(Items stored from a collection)
☆ ☆ ☆ ☆ ☆ ☆ ☆

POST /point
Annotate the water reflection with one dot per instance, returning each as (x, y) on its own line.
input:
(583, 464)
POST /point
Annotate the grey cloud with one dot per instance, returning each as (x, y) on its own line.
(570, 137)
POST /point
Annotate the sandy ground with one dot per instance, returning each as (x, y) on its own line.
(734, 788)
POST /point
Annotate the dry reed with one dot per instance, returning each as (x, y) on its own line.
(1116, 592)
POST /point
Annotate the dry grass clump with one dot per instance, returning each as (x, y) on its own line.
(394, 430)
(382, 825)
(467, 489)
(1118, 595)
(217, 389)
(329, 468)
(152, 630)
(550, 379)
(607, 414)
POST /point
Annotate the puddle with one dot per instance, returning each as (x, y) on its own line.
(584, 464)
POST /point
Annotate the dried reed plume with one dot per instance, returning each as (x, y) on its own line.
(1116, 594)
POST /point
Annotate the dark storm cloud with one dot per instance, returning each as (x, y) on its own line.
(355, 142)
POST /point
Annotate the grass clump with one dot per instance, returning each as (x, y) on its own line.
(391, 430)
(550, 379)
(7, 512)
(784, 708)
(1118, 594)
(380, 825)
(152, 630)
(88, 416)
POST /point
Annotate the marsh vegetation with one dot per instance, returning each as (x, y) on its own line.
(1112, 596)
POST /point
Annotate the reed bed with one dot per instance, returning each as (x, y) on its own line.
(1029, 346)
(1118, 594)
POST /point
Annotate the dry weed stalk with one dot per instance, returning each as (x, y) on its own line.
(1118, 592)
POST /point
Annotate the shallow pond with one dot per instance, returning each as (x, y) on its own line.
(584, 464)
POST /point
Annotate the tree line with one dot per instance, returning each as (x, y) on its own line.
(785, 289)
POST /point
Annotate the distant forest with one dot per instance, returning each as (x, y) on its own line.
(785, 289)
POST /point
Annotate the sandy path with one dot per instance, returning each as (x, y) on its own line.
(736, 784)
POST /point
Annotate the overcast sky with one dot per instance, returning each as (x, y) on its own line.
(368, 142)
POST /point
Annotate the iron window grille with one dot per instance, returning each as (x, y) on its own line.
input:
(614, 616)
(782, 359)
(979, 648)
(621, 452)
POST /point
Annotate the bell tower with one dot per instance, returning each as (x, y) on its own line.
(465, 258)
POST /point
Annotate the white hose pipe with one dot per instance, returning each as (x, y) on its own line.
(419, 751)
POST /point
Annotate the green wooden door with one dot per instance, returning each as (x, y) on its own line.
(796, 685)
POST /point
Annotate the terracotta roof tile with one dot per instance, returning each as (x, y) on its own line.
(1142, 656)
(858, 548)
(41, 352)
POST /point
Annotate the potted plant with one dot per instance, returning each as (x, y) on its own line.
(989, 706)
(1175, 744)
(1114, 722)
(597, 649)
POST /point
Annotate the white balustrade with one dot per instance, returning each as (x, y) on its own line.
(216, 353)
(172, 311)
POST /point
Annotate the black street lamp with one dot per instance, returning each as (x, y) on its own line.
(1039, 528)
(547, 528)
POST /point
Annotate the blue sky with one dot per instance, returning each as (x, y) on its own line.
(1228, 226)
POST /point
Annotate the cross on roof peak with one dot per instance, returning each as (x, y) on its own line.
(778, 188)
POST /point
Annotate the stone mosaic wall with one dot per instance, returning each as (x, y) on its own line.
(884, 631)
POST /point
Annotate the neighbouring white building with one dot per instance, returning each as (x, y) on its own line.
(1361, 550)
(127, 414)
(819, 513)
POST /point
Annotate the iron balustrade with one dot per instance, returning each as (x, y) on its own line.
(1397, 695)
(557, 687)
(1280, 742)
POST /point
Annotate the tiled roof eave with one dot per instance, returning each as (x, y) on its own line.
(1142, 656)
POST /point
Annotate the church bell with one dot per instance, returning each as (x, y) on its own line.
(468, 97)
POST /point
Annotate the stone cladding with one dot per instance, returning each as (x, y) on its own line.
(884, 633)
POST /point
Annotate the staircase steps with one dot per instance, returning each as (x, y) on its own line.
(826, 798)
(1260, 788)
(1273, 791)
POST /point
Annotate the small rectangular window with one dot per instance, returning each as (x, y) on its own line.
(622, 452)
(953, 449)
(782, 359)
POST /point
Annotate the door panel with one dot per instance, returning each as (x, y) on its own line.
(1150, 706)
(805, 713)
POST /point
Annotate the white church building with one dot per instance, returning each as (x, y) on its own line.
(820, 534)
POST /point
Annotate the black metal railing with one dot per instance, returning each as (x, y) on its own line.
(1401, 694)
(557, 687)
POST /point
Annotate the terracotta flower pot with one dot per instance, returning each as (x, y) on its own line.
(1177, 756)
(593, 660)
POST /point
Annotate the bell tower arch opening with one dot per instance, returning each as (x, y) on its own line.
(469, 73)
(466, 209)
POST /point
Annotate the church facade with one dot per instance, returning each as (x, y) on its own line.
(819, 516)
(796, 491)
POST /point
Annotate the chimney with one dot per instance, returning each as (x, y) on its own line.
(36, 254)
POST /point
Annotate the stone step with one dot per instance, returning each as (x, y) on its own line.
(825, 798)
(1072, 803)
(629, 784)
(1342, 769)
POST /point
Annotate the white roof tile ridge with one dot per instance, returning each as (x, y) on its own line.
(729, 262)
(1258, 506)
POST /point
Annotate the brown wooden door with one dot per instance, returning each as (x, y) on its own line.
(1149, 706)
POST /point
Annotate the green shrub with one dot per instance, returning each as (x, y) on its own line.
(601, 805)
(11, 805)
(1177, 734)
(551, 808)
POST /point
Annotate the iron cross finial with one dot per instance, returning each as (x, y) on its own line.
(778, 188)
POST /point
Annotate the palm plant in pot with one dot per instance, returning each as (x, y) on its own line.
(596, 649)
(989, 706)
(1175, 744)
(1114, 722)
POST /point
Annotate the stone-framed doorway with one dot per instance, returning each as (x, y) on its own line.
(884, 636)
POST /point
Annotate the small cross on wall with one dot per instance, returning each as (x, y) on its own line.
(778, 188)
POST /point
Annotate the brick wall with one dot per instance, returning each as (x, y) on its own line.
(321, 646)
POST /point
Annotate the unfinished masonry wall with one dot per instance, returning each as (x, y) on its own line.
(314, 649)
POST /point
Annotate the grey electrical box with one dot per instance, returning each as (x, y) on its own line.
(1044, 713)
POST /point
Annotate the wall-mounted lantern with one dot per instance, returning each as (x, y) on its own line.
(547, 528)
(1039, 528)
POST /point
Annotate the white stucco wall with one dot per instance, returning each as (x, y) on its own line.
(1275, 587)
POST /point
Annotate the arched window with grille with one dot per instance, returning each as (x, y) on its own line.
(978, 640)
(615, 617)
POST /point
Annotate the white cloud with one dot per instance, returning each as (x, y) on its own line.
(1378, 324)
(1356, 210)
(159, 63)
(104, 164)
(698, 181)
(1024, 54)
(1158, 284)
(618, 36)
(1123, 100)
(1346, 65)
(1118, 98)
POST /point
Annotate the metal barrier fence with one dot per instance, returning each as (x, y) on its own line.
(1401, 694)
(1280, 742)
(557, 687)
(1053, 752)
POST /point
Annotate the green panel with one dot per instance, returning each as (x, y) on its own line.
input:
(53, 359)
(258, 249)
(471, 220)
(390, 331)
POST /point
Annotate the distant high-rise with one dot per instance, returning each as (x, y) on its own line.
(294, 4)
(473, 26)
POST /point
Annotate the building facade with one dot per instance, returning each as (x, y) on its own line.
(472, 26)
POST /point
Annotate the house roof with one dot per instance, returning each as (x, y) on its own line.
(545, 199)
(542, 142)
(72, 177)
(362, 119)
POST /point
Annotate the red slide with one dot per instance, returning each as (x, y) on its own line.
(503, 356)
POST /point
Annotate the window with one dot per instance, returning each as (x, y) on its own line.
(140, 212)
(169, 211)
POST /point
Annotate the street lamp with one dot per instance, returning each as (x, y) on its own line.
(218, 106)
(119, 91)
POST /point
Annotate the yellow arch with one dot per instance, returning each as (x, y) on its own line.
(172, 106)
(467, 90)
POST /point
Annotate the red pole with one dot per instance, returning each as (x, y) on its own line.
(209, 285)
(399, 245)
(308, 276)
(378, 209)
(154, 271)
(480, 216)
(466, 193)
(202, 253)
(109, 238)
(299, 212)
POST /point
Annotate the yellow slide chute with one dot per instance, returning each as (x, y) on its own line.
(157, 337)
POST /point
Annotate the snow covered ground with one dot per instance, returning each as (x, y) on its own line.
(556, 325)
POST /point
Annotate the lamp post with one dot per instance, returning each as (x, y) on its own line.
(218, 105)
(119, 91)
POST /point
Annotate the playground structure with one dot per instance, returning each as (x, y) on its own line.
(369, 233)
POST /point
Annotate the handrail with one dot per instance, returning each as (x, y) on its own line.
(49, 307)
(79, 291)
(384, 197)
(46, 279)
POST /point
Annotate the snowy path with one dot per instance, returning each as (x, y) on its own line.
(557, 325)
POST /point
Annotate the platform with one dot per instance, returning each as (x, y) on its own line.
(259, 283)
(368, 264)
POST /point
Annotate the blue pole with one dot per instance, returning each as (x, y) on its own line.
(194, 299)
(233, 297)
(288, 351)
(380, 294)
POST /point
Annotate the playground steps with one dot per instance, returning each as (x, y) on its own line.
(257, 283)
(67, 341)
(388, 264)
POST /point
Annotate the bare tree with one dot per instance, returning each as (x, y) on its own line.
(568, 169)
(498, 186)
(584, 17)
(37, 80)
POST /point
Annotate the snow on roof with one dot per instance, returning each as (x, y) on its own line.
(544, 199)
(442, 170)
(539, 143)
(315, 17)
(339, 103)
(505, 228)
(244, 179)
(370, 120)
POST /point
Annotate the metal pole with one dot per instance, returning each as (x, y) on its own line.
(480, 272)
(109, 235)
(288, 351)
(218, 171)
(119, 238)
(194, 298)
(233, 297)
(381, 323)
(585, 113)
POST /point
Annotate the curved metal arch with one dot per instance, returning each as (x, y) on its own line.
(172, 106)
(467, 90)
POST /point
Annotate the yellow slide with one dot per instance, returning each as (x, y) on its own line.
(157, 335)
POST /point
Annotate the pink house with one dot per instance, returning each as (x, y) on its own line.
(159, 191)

☆ ☆ ☆ ☆ ☆ ☆ ☆

(Short exercise): Repeat the lines above exactly, starting with the very first one and going on through the line with "(1116, 592)", including both of them.

(Answer below):
POST /point
Annotate the water reflection with one dot per instance, returning each as (x, y) on its own line.
input:
(583, 464)
POST /point
Annotate the grey cloud with one dot per instance, returning each as (x, y) on its own line.
(570, 137)
POST /point
Annotate the sandy ground with one dot per instance, returning each as (x, y) on its own line.
(734, 788)
POST /point
Annotate the dry reed with one dot per instance, returning each as (x, y) on its own line.
(1116, 592)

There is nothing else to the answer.